# ENTRIES SHOWN
========
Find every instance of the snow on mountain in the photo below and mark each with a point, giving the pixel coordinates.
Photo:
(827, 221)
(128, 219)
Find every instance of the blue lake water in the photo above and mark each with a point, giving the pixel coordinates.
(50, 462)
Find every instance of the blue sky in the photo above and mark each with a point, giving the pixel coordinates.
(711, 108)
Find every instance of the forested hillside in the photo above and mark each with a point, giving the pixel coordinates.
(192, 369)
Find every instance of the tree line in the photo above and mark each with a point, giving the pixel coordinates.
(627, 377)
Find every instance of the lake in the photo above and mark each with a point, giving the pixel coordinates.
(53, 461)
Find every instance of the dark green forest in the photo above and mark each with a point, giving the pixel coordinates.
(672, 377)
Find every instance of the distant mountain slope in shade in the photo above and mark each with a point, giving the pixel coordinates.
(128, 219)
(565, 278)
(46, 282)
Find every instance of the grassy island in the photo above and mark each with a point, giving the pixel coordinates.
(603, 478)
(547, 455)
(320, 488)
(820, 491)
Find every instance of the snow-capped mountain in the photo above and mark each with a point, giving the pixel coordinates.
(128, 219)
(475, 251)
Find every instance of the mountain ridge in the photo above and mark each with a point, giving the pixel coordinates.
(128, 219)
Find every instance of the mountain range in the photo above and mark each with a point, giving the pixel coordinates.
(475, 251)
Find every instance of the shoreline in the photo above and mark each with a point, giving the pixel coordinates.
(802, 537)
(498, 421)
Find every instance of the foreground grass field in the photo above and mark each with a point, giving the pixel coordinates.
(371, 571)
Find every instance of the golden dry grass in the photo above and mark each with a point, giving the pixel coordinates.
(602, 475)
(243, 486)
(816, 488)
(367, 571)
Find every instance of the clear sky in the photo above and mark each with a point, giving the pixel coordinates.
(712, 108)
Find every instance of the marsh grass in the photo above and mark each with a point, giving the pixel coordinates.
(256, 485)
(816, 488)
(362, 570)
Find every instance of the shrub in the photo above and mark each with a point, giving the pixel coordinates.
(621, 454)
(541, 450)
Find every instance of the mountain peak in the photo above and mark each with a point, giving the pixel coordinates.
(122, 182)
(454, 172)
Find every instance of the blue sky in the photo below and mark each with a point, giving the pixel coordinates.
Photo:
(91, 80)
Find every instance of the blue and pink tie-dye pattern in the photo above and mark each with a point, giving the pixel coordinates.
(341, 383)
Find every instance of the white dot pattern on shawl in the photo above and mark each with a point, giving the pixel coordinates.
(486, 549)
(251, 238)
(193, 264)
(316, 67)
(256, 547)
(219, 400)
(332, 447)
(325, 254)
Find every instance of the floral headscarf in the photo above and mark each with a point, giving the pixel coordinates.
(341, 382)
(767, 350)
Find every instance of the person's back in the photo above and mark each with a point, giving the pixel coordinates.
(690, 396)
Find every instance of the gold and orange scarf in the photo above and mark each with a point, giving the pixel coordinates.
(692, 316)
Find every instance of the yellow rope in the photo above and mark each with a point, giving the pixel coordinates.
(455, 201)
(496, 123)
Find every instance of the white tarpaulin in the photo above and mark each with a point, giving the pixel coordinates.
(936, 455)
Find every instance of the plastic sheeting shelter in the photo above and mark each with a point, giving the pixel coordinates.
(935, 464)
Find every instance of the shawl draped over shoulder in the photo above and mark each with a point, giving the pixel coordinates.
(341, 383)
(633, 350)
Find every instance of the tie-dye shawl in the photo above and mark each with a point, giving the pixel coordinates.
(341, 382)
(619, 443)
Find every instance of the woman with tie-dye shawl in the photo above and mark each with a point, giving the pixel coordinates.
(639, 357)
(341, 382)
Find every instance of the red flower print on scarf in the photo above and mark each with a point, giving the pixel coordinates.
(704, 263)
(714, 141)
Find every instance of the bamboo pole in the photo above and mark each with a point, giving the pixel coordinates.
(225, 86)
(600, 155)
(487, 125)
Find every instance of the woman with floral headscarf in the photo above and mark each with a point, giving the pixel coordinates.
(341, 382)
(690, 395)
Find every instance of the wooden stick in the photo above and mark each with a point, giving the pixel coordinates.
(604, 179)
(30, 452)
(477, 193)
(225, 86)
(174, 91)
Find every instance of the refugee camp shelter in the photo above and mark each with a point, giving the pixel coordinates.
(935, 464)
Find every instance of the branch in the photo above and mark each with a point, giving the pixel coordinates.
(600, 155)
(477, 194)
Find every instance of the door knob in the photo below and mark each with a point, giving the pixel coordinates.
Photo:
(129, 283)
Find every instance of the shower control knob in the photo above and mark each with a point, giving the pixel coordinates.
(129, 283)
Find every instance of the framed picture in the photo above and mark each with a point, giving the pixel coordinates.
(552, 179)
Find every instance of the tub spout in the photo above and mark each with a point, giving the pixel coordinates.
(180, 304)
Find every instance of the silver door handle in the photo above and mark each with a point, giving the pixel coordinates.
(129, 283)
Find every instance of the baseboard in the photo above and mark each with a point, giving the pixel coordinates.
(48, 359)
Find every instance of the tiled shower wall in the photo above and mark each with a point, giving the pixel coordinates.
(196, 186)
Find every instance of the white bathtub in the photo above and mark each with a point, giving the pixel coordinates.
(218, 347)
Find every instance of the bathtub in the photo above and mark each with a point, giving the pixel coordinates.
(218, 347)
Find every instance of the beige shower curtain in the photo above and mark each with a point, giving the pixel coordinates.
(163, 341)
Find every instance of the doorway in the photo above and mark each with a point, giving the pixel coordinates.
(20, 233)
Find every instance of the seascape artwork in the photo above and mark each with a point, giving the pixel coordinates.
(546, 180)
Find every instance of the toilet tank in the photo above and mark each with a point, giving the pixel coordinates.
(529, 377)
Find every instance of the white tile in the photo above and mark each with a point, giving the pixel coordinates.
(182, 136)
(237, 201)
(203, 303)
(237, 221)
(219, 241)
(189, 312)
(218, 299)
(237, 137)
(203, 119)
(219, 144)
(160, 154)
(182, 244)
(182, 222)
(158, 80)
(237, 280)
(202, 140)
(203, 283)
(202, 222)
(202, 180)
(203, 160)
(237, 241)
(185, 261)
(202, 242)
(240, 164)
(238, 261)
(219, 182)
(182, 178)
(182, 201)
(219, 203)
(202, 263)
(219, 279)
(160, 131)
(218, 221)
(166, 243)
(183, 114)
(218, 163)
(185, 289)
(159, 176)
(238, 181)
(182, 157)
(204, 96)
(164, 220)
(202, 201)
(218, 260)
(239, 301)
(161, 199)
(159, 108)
========
# WHAT YOU HAVE TO DO
Copy the data above in full, character for character.

# RESULT
Find every instance of the snow on mountain in the photo below and mark each with a point, giving the pixel coordinates.
Photo:
(827, 221)
(128, 219)
Find every instance of the blue lake water in the photo above and mark each with a point, giving the pixel coordinates.
(50, 462)
Find every instance of the blue sky in the photo above and mark each with a point, giving the pixel coordinates.
(711, 108)
Find every instance of the forested hillside in the photo above and mark each with a point, giving the pixel coordinates.
(192, 369)
Find every instance of the tree line in the photo above and mark each with a point, giving the pixel coordinates.
(627, 377)
Find every instance of the lake in the photo above and mark each with a point, giving the pixel coordinates.
(53, 461)
Find every instance of the dark green forest in the photo above and mark each with a point, giving the pixel coordinates.
(672, 377)
Find every instance of the distant mountain slope in shade in the photo above and mark each with a point, giving the pixel coordinates.
(128, 219)
(565, 278)
(46, 282)
Find every instance of the grassy island in the photo above and mark each with a point, giving the pixel coordinates.
(603, 478)
(547, 455)
(320, 488)
(820, 491)
Find every instance of the snow-capped mountain in the photo above and mark each with a point, giving the pixel coordinates.
(128, 219)
(475, 251)
Find every instance of the mountain ridge in the photo above and mark each with a point, giving the pixel coordinates.
(128, 219)
Find every instance of the mountain range in the photo above and mark each with a point, giving the pixel coordinates.
(475, 251)
Find every instance of the shoreline in the photo above and mark each with a point, giving the pixel coordinates.
(802, 537)
(498, 421)
Find every instance of the foreground grass field in the photo above and mark each with a point, giving the pixel coordinates.
(371, 571)
Find every instance of the golden dry grass in the photo above and mark each with a point, giving the pixel coordinates.
(602, 475)
(243, 486)
(816, 488)
(367, 571)
Find every instance of the clear sky in the photo above and mark each with a point, giving the pixel coordinates.
(712, 108)
Find every instance of the marsh grass in the photo above and mark each with a point, giving the pixel coordinates.
(256, 485)
(816, 488)
(362, 570)
Find every instance of the shrub in the photo above and mark each with a point, giving the pixel coordinates.
(621, 454)
(541, 450)
Find every instance of the mountain peak in the photo above and mark each with a point, giving the pixel coordinates.
(122, 182)
(454, 172)
Find every instance of the blue sky in the photo below and mark each with a point, giving the pixel coordinates.
Photo:
(91, 80)
Find every instance of the blue and pink tie-dye pattern in the photo above and mark each with a point, giving the pixel coordinates.
(341, 383)
Find every instance of the white dot pattern on shawl in the photo above and mark each with a point, giving the pixel coordinates.
(486, 549)
(251, 238)
(193, 264)
(316, 67)
(256, 547)
(219, 400)
(332, 447)
(325, 254)
Find every instance of the floral headscarf in the photo above and mark each with a point, giving the pixel coordinates.
(341, 382)
(767, 350)
Find every instance of the person's back in the photo above and mark each with a point, giving the pixel coordinates.
(690, 396)
Find every instance of the gold and orange scarf in the photo above and mark each with a point, giving the pixel coordinates.
(692, 316)
Find every instance of the yellow rope in the photo above and mark each with a point, giving the pixel coordinates.
(455, 201)
(496, 123)
Find every instance of the white tarpaulin in the photo above and mark each with a point, giving the pixel coordinates.
(936, 455)
Find every instance of the plastic sheeting shelter in the photo above and mark each with a point, giving the pixel coordinates.
(935, 464)
Find every instance of the shawl draped over shoulder in the photo above and mark each with a point, giving the pixel coordinates.
(341, 383)
(633, 350)
Find every instance of the tie-dye shawl in the photo above and mark each with a point, giving the pixel coordinates.
(341, 382)
(619, 443)
Find every instance of the woman with tie-dye shawl in the photo above and mark each with a point, giving the pixel coordinates.
(639, 357)
(341, 382)
Find every instance of the red flower print on scarf in the photo above and mark each with a point, giving the pixel coordinates.
(704, 263)
(714, 141)
Find every instance of the bamboo pole in the photo above and mark each with a point, giving the pixel coordinates.
(225, 86)
(600, 155)
(487, 125)
Find every instance of the woman with floral headscarf in the photo above and mark each with a point, giving the pixel coordinates.
(341, 382)
(690, 395)
Find every instance of the wooden stick in the photo above and mark each with a point, giving the pixel coordinates.
(604, 179)
(30, 452)
(477, 193)
(225, 86)
(174, 91)
Find every instance of the refugee camp shelter in the photo above and mark each with a point, giving the pixel coordinates.
(935, 464)
Find every instance of the branch in the photo above and mark each with a point, giving the pixel coordinates.
(600, 155)
(477, 194)
Find every instance of the door knob in the photo below and mark each with a point, giving the pixel coordinates.
Photo:
(129, 283)
Find every instance of the shower control knob in the photo above and mark each with a point, giving the pixel coordinates.
(129, 283)
Find every instance of the framed picture in the photo above and mark each with a point, giving the pixel coordinates.
(552, 179)
Find every instance of the tub spout in the photo above and mark each with a point, giving the pixel coordinates.
(180, 304)
Find every instance of the silver door handle in the photo above and mark each with a point, giving the pixel coordinates.
(129, 283)
Find every instance of the baseboard in the photo above and mark each with a point, giving the pixel coordinates.
(48, 359)
Find every instance of the tiled shower wall in the photo above and mark each with a point, giving the pixel coordinates.
(196, 186)
Find every instance of the white bathtub in the photo above and mark each with a point, giving the pixel coordinates.
(218, 347)
Find every instance of the bathtub in the photo above and mark each with a point, giving the pixel coordinates.
(218, 347)
Find every instance of the beige shower curtain in the photo above and mark each with a point, giving the pixel coordinates.
(163, 341)
Find every instance of the doorway in the photo above and mark each with a point, giving the pixel coordinates.
(20, 233)
Find every instance of the seascape artwork in the photo above and mark each with a point, giving the pixel coordinates.
(546, 180)
Find every instance of the toilet tank in the photo above and mark each with a point, giving the pixel coordinates.
(529, 377)
Find every instance of the white tile in the photo above and mark each with a point, giving the pixel coordinates.
(182, 136)
(237, 201)
(203, 303)
(237, 221)
(219, 241)
(189, 312)
(218, 299)
(237, 137)
(203, 119)
(219, 144)
(160, 154)
(182, 244)
(182, 222)
(158, 80)
(237, 280)
(202, 140)
(203, 283)
(202, 222)
(202, 180)
(203, 160)
(237, 241)
(185, 261)
(202, 242)
(240, 164)
(238, 261)
(219, 182)
(182, 178)
(182, 201)
(219, 203)
(202, 263)
(219, 279)
(160, 131)
(218, 221)
(166, 243)
(183, 114)
(218, 163)
(185, 289)
(159, 176)
(238, 181)
(182, 157)
(204, 96)
(164, 220)
(202, 201)
(218, 260)
(239, 301)
(161, 199)
(159, 108)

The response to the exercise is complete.